EXERCISE PROMPT: What you return should match every record exactly, with the images removed.
·····
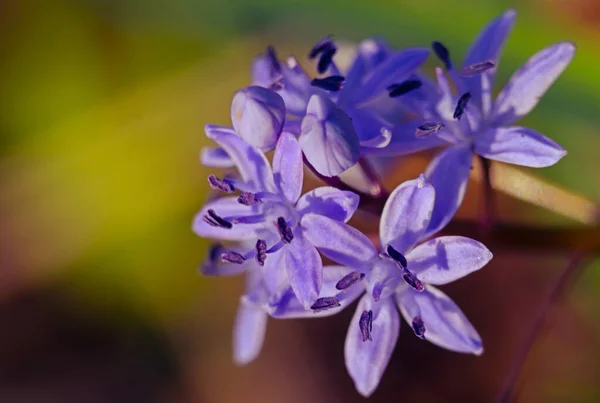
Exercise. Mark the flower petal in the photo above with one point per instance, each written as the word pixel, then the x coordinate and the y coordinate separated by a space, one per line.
pixel 288 167
pixel 257 115
pixel 328 138
pixel 366 360
pixel 448 172
pixel 520 146
pixel 487 46
pixel 404 141
pixel 406 214
pixel 215 157
pixel 338 241
pixel 445 324
pixel 336 204
pixel 286 305
pixel 448 258
pixel 304 268
pixel 226 207
pixel 250 161
pixel 249 331
pixel 530 82
pixel 396 68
·····
RESULT OF THE EXERCISE:
Exercise. Mark the flower petal in the photo above with one point per instance, each written as the word pixel, then the x coordinate and the y coordinate separated by a space, one per line.
pixel 288 167
pixel 257 115
pixel 328 138
pixel 366 360
pixel 448 172
pixel 520 146
pixel 487 46
pixel 404 141
pixel 406 214
pixel 215 157
pixel 338 241
pixel 445 324
pixel 336 204
pixel 286 305
pixel 448 258
pixel 304 268
pixel 226 207
pixel 250 161
pixel 249 331
pixel 530 82
pixel 396 68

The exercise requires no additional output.